> **Document text**:
__________________________________________________

That’s when, Trish says, her survival instincts kicked in. “I thought, ‘I’ve got to get back to business.’ So I ended up with a gym on wheels. My daughter had used one when we were in the U.S. and absolutely loved it. It was a great babysitter, great for birthday parties, and I sold a successful business within four and a half years. I actually franchised it.”

But Mandewo’s true calling remained governance, and after franchising her Fun Gym Bus, she decided to get back to what she does best, advising and mentoring others. Facilitating workplace culture analysis processes in organizations was another role she was already playing, so she started her own consulting company, Ubuntu Stratedge. But even that had its frustrations for Trish, she admits.

“We would do the cultural analysis for companies, and we would give recommendations – but nobody wanted to really make a change. A lot of times, our assessment included going to staff, and hearing what they thought the problems were. A lot of it was around leadership,” Mandewo elaborates. Equity, Diversity and Inclusion issues were also frequently raised.



So in 2020 – when the Federal government announced Bill C-25, requiring corporate Boards and Senior Management to disclose the representation of minority groups including women, Indigenous peoples, persons with disabilities, and members of visible minorities – Trish was ready to act, and help fill vacancies on Boards and in the C-suite with diverse voices. That’s when Synergy Executive & Boards Consulting Group was born.

“Now I could go back to these companies and say, ‘Look, the Federal Government is saying you need to diversify. So I can help you do that.”

Again, Mandewo points to her passion for governance, “I was known locally for connecting with women who I wanted to [help] get into governance. I would encourage them, bring opportunities to them – and they would say ‘no, that’s not me.’ So I started my ‘walk and talk’ governance talks, teaching them Robert’s Rules, or talking about roles and responsibilities, while we were walking.” To Trish, this work has grown organically out of the work she has been doing all along.

__________________________________________________

> **Task requirements**:
1. Answer these questions using the passage about Trish Mandewo's career.
(a) What is the name of the consulting company she started after franchising her Fun Gym Bus?
(b) In what year did the Federal government announce Bill C-25?
(c) What did she teach women during her "walk and talk" governance talks?
2. Translate this sentence from the passage about Trish Mandewo's career into Spanish: "Equity, Diversity and Inclusion issues were also frequently raised."

__________________________________________________

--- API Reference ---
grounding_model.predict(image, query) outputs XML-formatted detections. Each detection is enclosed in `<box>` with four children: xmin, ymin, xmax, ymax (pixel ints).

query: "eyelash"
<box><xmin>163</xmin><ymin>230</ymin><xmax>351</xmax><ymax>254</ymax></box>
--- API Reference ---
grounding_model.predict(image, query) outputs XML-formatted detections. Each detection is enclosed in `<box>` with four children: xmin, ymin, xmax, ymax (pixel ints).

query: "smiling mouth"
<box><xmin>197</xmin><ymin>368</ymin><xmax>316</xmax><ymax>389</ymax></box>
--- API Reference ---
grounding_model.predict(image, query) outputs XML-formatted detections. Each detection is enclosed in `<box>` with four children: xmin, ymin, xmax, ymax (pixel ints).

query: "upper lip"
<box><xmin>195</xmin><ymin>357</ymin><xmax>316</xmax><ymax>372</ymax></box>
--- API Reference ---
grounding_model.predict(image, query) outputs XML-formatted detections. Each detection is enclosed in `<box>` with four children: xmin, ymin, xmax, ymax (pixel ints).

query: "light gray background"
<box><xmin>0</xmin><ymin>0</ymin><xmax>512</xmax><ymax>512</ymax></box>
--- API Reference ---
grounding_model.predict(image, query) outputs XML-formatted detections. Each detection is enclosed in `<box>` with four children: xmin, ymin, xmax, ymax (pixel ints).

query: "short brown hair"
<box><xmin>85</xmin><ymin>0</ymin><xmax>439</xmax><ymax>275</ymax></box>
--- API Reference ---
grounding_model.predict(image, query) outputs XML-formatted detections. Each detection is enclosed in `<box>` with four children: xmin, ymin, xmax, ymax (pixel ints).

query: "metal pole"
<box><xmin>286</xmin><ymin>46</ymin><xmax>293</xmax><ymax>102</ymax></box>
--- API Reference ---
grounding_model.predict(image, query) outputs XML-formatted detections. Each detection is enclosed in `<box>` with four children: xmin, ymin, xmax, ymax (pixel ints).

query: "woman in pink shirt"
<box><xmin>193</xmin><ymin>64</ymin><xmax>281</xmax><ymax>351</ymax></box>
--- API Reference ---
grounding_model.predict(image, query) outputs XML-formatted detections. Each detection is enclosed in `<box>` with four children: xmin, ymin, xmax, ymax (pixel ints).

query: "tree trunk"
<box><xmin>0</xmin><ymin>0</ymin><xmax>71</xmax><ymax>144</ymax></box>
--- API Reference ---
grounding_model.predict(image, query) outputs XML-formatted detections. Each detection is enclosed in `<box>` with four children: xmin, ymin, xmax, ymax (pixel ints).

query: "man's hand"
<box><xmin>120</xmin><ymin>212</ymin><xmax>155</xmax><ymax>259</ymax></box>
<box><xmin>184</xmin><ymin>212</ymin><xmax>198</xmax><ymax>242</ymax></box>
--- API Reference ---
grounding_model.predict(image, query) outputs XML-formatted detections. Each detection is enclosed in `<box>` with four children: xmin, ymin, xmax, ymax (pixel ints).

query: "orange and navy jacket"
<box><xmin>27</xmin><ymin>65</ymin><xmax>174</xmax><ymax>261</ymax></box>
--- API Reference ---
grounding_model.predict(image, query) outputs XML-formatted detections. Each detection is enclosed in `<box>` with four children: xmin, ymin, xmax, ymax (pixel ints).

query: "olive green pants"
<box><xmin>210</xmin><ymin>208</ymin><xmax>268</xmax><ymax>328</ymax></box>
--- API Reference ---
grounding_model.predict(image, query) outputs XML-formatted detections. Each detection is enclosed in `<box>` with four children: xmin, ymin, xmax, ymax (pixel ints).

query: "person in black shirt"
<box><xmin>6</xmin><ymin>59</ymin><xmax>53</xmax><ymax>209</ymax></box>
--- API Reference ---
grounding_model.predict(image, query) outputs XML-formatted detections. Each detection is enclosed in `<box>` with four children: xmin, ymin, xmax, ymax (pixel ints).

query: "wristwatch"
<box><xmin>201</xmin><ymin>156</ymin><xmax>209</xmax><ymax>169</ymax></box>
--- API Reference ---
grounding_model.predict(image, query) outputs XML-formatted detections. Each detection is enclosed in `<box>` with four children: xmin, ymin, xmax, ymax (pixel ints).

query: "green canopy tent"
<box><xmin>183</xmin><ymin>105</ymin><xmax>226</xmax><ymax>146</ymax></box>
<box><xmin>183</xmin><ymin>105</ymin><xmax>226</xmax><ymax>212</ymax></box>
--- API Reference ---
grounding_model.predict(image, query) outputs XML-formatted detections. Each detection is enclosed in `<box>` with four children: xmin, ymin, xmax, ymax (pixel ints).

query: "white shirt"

__________________________________________________

> **Answers per task**:
1.
(a) Ubuntu Stratedge
(b) 2020
(c) Robert's Rules, or roles and responsibilities

2. También se planteaban con frecuencia cuestiones de equidad, diversidad e inclusión.